Excerpted records:
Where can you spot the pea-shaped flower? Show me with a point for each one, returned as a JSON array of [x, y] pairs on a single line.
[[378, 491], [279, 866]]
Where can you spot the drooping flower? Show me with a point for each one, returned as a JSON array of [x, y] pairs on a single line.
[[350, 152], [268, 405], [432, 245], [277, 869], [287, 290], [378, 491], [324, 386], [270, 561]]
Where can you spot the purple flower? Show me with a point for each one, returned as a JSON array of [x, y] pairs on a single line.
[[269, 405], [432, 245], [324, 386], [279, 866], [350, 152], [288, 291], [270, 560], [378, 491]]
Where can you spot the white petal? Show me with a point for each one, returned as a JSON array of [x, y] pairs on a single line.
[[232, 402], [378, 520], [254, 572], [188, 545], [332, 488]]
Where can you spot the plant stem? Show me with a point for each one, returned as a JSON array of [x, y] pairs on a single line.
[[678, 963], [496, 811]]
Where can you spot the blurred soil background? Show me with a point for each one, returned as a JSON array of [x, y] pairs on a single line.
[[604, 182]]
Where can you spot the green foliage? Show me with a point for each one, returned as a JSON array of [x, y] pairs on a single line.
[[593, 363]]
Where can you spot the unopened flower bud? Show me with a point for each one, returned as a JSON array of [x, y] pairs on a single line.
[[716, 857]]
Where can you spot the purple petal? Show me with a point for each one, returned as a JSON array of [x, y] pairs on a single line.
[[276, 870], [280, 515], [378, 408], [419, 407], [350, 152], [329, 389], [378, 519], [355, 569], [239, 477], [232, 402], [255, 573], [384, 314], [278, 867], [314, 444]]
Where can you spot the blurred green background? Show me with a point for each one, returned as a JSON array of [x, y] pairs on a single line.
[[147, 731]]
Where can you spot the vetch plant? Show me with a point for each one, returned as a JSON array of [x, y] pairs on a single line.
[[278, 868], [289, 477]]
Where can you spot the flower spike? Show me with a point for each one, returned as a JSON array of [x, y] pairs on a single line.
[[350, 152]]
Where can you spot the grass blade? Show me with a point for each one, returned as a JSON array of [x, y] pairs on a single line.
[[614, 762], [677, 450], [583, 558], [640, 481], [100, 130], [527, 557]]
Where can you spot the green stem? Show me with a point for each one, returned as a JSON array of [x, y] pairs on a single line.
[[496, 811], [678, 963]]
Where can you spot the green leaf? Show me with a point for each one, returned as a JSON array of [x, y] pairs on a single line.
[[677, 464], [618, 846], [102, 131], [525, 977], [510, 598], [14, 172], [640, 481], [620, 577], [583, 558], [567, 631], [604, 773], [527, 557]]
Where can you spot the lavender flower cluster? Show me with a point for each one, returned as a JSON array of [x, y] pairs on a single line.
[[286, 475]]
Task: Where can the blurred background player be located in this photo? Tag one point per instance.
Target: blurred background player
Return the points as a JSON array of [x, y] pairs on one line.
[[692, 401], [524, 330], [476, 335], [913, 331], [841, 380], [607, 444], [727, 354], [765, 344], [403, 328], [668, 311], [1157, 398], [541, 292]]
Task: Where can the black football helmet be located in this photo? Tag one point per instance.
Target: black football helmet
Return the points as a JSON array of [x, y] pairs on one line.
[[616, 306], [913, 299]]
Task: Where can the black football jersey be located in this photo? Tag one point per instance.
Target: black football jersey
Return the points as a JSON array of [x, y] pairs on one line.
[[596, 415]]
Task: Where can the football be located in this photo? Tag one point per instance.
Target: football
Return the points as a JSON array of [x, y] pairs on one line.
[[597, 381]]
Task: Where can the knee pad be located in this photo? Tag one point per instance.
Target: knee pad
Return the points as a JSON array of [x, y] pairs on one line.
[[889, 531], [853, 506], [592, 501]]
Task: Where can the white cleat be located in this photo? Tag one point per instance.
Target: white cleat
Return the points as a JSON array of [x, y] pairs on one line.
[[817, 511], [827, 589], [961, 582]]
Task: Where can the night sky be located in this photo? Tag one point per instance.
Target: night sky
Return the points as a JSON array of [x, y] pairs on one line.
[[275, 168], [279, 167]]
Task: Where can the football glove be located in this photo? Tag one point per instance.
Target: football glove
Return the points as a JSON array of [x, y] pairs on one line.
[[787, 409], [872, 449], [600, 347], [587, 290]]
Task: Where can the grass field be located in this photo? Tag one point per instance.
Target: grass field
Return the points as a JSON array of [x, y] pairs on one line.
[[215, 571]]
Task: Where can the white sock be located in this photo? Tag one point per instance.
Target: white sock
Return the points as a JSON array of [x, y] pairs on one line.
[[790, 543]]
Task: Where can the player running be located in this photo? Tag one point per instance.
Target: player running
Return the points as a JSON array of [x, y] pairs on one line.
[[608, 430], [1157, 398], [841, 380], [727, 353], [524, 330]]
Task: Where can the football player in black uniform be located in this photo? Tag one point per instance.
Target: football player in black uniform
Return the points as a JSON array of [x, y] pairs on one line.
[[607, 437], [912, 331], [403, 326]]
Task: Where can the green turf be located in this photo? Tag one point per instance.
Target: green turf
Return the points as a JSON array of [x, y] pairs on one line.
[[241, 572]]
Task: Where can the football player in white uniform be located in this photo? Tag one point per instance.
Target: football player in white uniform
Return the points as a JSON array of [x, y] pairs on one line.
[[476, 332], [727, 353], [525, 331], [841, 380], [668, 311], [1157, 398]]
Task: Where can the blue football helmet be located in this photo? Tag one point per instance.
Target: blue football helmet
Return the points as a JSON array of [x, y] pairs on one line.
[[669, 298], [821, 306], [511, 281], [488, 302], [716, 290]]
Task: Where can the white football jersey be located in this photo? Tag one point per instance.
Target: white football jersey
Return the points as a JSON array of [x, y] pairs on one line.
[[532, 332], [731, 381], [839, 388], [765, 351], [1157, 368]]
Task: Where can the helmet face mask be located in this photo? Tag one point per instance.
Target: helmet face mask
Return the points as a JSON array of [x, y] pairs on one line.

Assignment: Line by line, set down the material exactly as given.

Task response:
Where can you spot the pea-shaped flower? Show me with a point for each one, returned as a JSON array of [x, y] pairs on a single line.
[[378, 491], [279, 866]]
Where can you spot the drooping flower? Show me with a point for each one, returned as a JSON array of [x, y] pairs on a single line.
[[350, 152], [268, 405], [432, 245], [277, 869], [287, 290], [378, 491], [324, 386], [270, 561]]
Where can you spot the purple flower? Show me with a point for each one, returned as a JSON array of [x, y] pairs on a single line.
[[269, 405], [432, 245], [324, 386], [279, 866], [350, 152], [288, 291], [270, 560], [378, 491]]
Where can you spot the white petal? Show me with a point for each one, returned as a JSON array of [x, y] pairs on a single line.
[[232, 402], [378, 520], [254, 572], [188, 545], [332, 488]]
Where can you spot the plant stem? Show me with a point for each one, returned as a JSON array of [x, y] pairs on a single line.
[[678, 963], [496, 811]]
Where can you spot the blurred soil background? Show me with a point for each one, returned as a JSON array of [x, y] pairs on a single line.
[[604, 182]]
Where can you spot the green foliage? Show me with a point for each one, returned as a JSON array of [x, y] pairs on a single line.
[[593, 363]]
Where can you spot the unopened flower bud? Show me with a point for each one, returned as a JSON array of [x, y] pairs on a single line.
[[716, 857]]
Where can you spot the purple petal? Show me with a point for each one, returned as a JSON array of [x, y] pairs on a single line.
[[276, 870], [280, 515], [378, 408], [419, 407], [350, 152], [329, 389], [378, 519], [355, 569], [239, 477], [232, 402], [255, 573], [384, 314], [278, 867], [314, 444]]
Where can you spot the blurred green background? Show me with a point for each one, returned as a JSON array of [x, y] pairs on a single line.
[[147, 731]]
Where can you spot the vetch plant? Show me with a point for each one, returned as a JSON array of [x, y] pairs on a single line.
[[278, 868], [289, 477]]
Where can you spot the flower spike? Show me with a point for each one, returned as a JSON array of [x, y] pairs on a single line.
[[350, 152]]
Where can you spot the grass blade? Show me with a point for each one, returned as a JSON array of [x, y] pairs on a single line.
[[614, 762], [677, 450], [583, 558], [640, 481], [100, 130], [527, 557]]
Where can you spot the green stem? Show me with a point for each one, returned as a JSON array of [x, y] pairs on a single line.
[[496, 811], [678, 963]]
Where can you spot the green leaf? Show me with a point for each one, returned as a JSON array of [x, y] pairs on a single line.
[[677, 464], [618, 846], [102, 131], [525, 977], [510, 598], [14, 172], [640, 481], [620, 577], [583, 558], [567, 631], [604, 773], [527, 557]]
Where can you spot the lavender flower cluster? Show me with a point for each one, returned as a JSON array of [x, y] pairs on a single line.
[[286, 475]]
Task: Where can the blurred background player be located in this photo? Tag one point per instance.
Target: blurred background player
Return the points as a JSON array of [x, y] pairs on one line.
[[692, 401], [524, 330], [476, 335], [913, 331], [841, 380], [607, 444], [727, 354], [765, 344], [403, 328], [668, 311], [1157, 398], [541, 292]]
Task: Where can the black football helmet be located in this photo? Tag one point per instance.
Target: black football helmet
Return the points as a JSON array of [x, y] pairs on one line.
[[616, 306], [913, 299]]
Task: Where can the black football jersey be located in this photo? Tag one point per instance.
Target: black football jersey
Return the points as a JSON array of [x, y] pairs on one line.
[[596, 415]]
Task: Where can the football be located in this photo? Tag one point per instance.
Target: football
Return the points as a JSON array of [x, y] pairs on one line.
[[597, 381]]
Task: Where can the knee pad be located in this photo? Tag one point per instance.
Target: knee pad
Return the points as a JSON array of [x, y] pairs on one line.
[[889, 531], [853, 506], [592, 501]]
Task: Where can the white cleat be located in this photo? Tag one point per instance.
Target: white cleat
Return the points as a JSON array of [x, y] pairs on one line.
[[817, 511], [827, 589], [961, 582]]
Task: Where can the night sky be located in this photo? Tag one point per instance.
Target: night sky
Return the points as a JSON array of [x, y] pairs on one line.
[[275, 168], [279, 167]]
Task: Where can the football glove be located in this photo? Tag one point per instance.
Target: football glove
Return the points as a JSON array of [x, y] pairs on one line.
[[787, 409], [872, 449], [600, 347], [587, 290]]
Task: Where can the grass field be located in this photo? Tag one point per instance.
Target: grass field
Return the points as a JSON array of [x, y] pairs on one line.
[[215, 571]]
Task: Where can the white sock be located in this photo? Tag one point per instance.
Target: white sock
Return the points as a JSON array of [x, y] pairs on one line.
[[790, 543]]
Task: Where can the player running be located in this photo? Tag one point per instance.
Target: player running
Return the points as a JSON array of [x, y] pairs on one line.
[[608, 430], [1157, 398], [841, 380], [727, 353], [524, 330]]
Task: Where can the football player in black uniform be located in this photo? Tag one point per instance.
Target: football player in black uniform
Return the points as a JSON array of [x, y] pairs on one line.
[[607, 437], [912, 331], [403, 326]]
Task: Where can the green turf be located in this photo? Tag one point per instance.
Target: green turf
Return the points as a JSON array of [x, y] pairs on one line.
[[241, 572]]
Task: Where can the football player in white uniform be located in this photo? Tag one point per instance.
Target: football player in white uniform
Return the points as a JSON array of [x, y] pairs on one line.
[[476, 332], [727, 353], [525, 331], [841, 380], [668, 311], [1157, 398]]
Task: Where can the blue football helmet be located in this photo? Tag one point per instance.
Target: blue football helmet
Return the points as a JSON array of [x, y] pairs on one line.
[[669, 298], [821, 306], [511, 281], [488, 302], [716, 290]]
Task: Where can the white football jersey be located in this photo? Tag one point per instance.
Target: white football jersey
Return the points as a JSON array of [x, y] pairs on one line.
[[532, 332], [731, 381], [839, 388], [765, 351], [1157, 368]]
Task: Where can the helmet face mask be located in this photo? Tag one point per instance.
Target: helmet face mask
Return the points as a JSON array of [x, y] pairs on one line.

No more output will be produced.